> _Text block_:

Tulis argued that changes in the rhetorical style of the presidency were a symptom of a shift in Americans' underlying conceptions regarding how government should function. Rhetorical presidency cut congressional dominion, influenced the power to fit public policy, and put the president in front with the American people to show the development of leadership as an imperative demeanor of presidential character and politics.

The rhetorical presidency is both a structural theory and a theory of how presidents communicate in the media age. It draws from political science, history and communication studies, and primarily results from a modern doctrine of presidential leadership.

Tulis delineates the historical arc of presidential rhetoric in the United States as having three stages: the "Old Way", the "Middle Way" and the "New Way".

The Old Way (1789–1900) corresponds with traditional conventions of statecraft and rhetoric addressed to Congress, the courts or visiting dignitaries. Most presidential rhetoric was delivered in writing. The only attempt during this period to use rhetoric to address the whole people was President Andrew Johnson's Swing Around the Circle, which failed.

The Middle Way (1900–1913) marks a hybrid between internal and external appeals on important matters epitomized by the Presidency of Theodore Roosevelt. He met fierce opposition from his own party in Congress regarding the Hepburn Act, with appeals directly to the people. William McKinley's 1898 speaking tour was an integral part of developing the "Middle Way" that Theodore Roosevelt is mainly credited for.

> _Problems and tasks_:
#1 Reproduce the passage on the rhetorical presidency word for word, from "The rhetorical presidency" up to and including "Circle, which failed.".
#2 Write the next part of the passage on the rhetorical presidency, picking up after its final sentence.
The material after this passage comes from a different source.

> _Stored data_:
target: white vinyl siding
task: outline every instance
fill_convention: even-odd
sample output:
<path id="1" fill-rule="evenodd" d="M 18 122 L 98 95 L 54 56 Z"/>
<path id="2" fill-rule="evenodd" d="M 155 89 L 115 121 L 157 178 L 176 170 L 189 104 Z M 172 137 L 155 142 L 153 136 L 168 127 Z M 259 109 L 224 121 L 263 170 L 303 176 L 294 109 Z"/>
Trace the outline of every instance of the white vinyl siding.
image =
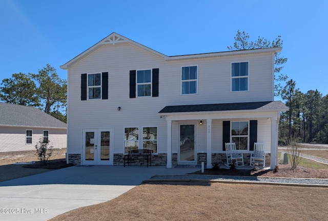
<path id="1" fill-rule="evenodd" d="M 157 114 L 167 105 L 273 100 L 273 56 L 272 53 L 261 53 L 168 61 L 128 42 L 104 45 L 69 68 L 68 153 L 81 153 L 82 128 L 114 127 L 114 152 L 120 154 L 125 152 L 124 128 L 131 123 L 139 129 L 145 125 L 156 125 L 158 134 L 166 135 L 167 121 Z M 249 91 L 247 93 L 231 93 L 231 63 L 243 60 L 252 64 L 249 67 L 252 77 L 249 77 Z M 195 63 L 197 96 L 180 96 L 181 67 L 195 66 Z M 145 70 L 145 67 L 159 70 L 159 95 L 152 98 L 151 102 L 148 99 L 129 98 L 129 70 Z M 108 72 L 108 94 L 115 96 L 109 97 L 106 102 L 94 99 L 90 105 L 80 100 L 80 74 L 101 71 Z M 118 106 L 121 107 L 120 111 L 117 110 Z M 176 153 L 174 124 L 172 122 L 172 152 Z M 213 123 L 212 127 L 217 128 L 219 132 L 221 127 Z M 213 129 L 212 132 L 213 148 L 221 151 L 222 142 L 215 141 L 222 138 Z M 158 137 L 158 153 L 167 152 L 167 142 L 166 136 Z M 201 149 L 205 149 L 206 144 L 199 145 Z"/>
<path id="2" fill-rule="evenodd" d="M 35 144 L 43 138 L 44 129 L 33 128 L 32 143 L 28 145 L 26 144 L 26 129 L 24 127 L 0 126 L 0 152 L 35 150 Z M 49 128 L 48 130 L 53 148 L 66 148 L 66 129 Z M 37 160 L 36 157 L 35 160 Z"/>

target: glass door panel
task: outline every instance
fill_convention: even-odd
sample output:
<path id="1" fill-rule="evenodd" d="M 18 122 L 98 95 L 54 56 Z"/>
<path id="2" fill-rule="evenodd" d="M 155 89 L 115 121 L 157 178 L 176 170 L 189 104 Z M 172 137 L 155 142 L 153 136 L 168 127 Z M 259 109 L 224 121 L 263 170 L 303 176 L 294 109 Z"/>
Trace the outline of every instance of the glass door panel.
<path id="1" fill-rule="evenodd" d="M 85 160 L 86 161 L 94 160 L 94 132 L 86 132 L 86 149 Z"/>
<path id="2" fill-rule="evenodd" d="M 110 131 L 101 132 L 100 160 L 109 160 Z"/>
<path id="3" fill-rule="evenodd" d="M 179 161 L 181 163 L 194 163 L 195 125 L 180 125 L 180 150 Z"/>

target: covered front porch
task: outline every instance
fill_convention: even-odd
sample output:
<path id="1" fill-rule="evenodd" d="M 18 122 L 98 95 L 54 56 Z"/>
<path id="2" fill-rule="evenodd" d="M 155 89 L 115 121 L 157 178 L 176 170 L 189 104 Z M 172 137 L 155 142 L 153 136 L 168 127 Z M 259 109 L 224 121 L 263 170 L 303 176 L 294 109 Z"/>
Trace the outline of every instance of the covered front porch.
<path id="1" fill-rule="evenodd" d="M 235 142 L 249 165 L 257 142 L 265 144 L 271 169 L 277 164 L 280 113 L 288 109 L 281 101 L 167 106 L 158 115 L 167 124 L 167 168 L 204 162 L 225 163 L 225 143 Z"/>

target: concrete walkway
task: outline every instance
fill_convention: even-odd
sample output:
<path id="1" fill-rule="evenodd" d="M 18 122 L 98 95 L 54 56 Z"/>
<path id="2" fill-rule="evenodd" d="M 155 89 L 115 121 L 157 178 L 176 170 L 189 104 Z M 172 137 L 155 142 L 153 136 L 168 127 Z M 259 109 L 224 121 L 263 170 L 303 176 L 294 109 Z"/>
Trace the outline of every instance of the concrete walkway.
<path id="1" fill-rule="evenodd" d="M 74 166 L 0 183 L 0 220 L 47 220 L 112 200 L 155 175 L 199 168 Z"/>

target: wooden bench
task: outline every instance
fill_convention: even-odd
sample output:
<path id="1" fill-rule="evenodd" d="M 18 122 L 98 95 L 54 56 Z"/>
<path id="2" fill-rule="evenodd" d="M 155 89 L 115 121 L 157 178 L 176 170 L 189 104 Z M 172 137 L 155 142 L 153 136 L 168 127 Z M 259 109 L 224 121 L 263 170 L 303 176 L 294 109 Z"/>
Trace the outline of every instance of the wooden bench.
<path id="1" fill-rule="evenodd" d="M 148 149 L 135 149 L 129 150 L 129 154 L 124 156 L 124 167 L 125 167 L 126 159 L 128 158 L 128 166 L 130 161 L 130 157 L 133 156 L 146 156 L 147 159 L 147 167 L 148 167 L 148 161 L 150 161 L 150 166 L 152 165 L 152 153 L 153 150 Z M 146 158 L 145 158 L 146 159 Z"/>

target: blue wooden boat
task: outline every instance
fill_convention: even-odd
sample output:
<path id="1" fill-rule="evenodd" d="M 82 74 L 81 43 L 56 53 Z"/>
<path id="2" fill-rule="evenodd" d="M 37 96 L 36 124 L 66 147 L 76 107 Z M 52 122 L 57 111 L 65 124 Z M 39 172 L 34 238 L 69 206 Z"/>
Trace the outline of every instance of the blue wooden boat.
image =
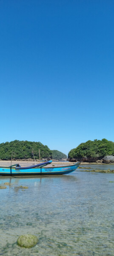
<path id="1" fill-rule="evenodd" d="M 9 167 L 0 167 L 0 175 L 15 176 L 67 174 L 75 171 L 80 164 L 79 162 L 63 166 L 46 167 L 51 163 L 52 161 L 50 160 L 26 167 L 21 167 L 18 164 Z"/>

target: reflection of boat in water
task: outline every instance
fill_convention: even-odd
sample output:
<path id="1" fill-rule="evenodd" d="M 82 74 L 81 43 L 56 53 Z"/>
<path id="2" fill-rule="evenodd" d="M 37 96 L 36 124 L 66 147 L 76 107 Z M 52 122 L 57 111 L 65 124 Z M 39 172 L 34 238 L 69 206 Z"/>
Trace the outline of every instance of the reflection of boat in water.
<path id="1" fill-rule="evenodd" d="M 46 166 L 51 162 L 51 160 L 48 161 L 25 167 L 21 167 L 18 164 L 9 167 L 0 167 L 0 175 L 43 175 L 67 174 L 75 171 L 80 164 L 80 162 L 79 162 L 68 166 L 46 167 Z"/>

> _Answers_:
#1
The rhetorical presidency is both a structural theory and a theory of how presidents communicate in the media age. It draws from political science, history and communication studies, and primarily results from a modern doctrine of presidential leadership.

Tulis delineates the historical arc of presidential rhetoric in the United States as having three stages: the "Old Way", the "Middle Way" and the "New Way".

The Old Way (1789–1900) corresponds with traditional conventions of statecraft and rhetoric addressed to Congress, the courts or visiting dignitaries. Most presidential rhetoric was delivered in writing. The only attempt during this period to use rhetoric to address the whole people was President Andrew Johnson's Swing Around the Circle, which failed.

#2
The New Way (1913–present) refers to a presidency which dispenses with traditional statecraft and instead regularly engages the public. Woodrow Wilson employed two types of rhetoric: the policy speech and the visionary speech. A policy speech explains and defends the president's policy on a certain issue, while the visionary speech articulates a goal for the future and calls the nation towards that goal. Since Wilson, all presidents have emphasized these tools.

== Verbal and visual rhetoric ==
Verbal rhetoric used by presidents is the most common type of presidential rhetoric used. The implication of Woodrow Wilson's policy speeches and visionary speeches laid the groundwork for the following presidents. The use of the State of the Union Address is an example of presidents explaining and defending their own policies to gain the support of the public directly. Franklin Roosevelt's fireside chats are another example of the rhetorical presidency. They used verbal rhetoric to directly address the electorate and to garner support from the public for partisan policies and issues.

Using visual images, text and video to influence or persuade an audience is how presidents utilize visual rhetoric in their own presidential rhetoric. The increasing growth of the mass media has increased the value of visual rhetoric in helping create a positive political image with the people.